* **Документ**
╭──

Ф. Б. Какова твоя позиция по отношению к буржуазии?

Р. Г. Она внутри. Я просто пытаюсь держать нос снаружи и принимаю ванны. Я отлично знаю себя в социологическом плане: я либеральный буржуа с гуманитарными устремлениями в стиле «Вандреди», еженедельника 30-х годов, я никогда не изменюсь; и когда ультраправые или ультралевые говорят о «блеющем идеализме» или «блеющем гуманизме», это всегда обо мне. Так что я принадлежу к тем, кого Горький называл «лирическими клоунами, выступающими со своими номерами терпимости и либерализма на арене капиталистического цирка»… Когда «лирические клоуны» выполняют этот номер на арене советского мелкомарксистского цирка, их помещают в психбольницу, ссылают в Сибирь или выгоняют из цирка. В политическом плане я стремлюсь к социализму «с человеческим лицом», тому, что аккумулировал все неудачи, но не перестал указывать единственное направление пути, которое, на мой взгляд, заслуживает того, чтобы по нему идти.

Ф. Б. А де Голль, где он во всем этом?

Р. Г. Де Голль был счастливой эксцентричной выходкой истории, которой Франция отлично сумела воспользоваться.

Ф. Б. Ты меня извини за то, что я не являюсь приверженцем этого культа, но это твое дело… А как получается, что, несмотря на твое стремление к социализму «с человеческим лицом», о котором ты только что поведал, ты всегда отказывался подписывать какие бы то ни было манифесты, петиции?..

Р. Г. Я не составляю петиций, не угрожаю, не марширую, потому что за моей спиной творчество, двадцать томов: оно протестует, участвует в манифестациях, подает петиции, взывает, кричит, показывает и вопит, и это — единственный стоящий вклад, который я могу внести. Мои книги существуют, они говорят, и лучше этого я ничего сделать не могу.

╰──

* **Предоставленные данные**
╭──

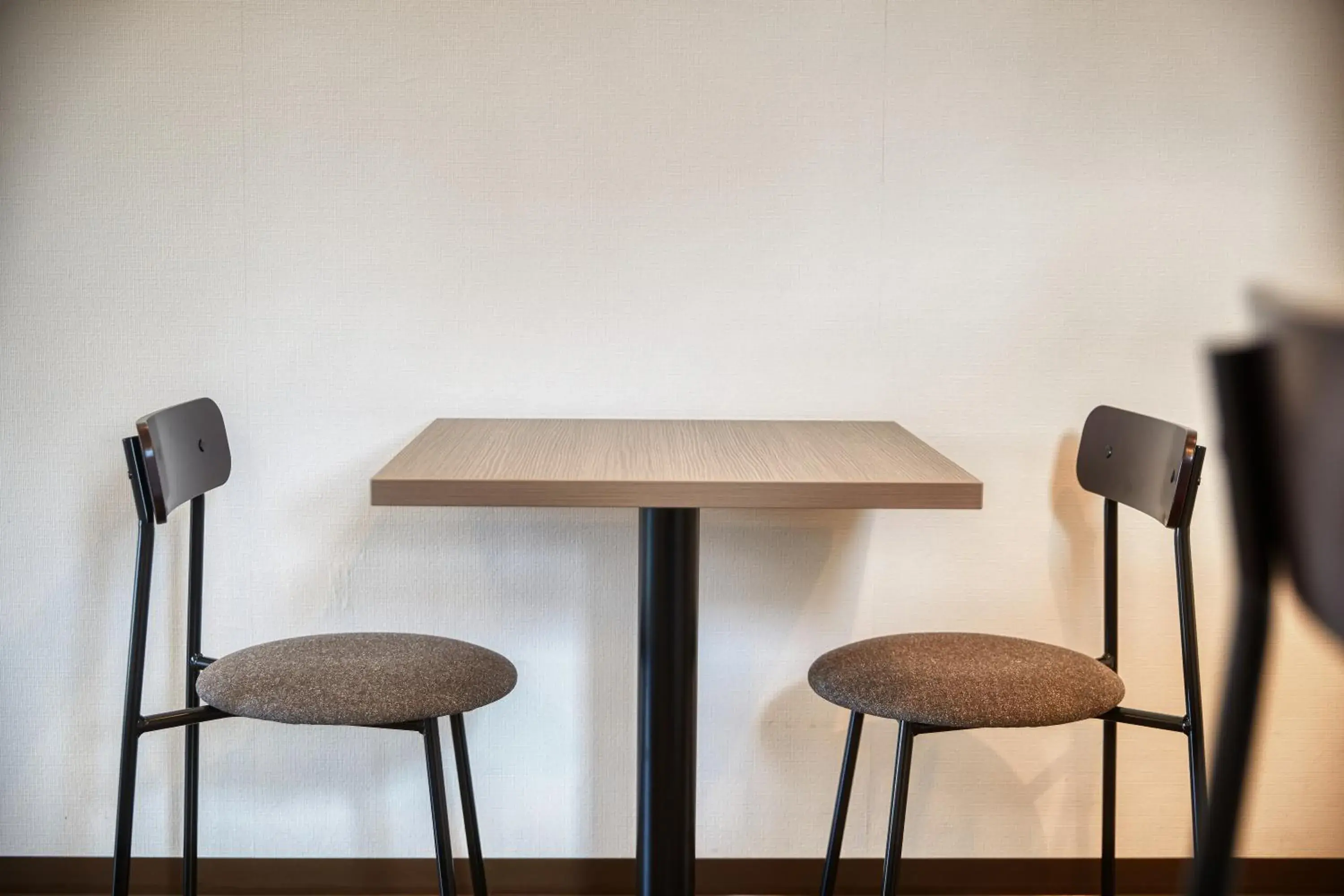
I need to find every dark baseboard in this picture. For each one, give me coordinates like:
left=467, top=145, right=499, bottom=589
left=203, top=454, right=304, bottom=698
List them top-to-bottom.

╰──

* **Краткое задание 1**
Ответьте по беседе на вопросы:
(а) Какой еженедельник 30-х годов Р. Г. упоминает, описывая свои гуманитарные устремления?
(б) Чем, по словам Р. Г., был де Голль?
(в) Сколько томов, как говорит Р. Г., стоит за его спиной?
* **Краткое задание 2**
Перепишите отрывок беседы, начиная со слов «Р. Г. Де Голль» и далее вплоть до слов «было манифесты, петиции?..», заменив «Франция» на «страна».
Для выполнения заданий данные не понадобятся.

* **Полный ответ 1**
(а) Еженедельник «Вандреди».
(б) Де Голль был счастливой эксцентричной выходкой истории, которой Франция отлично сумела воспользоваться.
(в) Двадцать томов.

* **Полный ответ 2**
Р. Г. Де Голль был счастливой эксцентричной выходкой истории, которой страна отлично сумела воспользоваться.

Ф. Б. Ты меня извини за то, что я не являюсь приверженцем этого культа, но это твое дело… А как получается, что, несмотря на твое стремление к социализму «с человеческим лицом», о котором ты только что поведал, ты всегда отказывался подписывать какие бы то ни было манифесты, петиции?..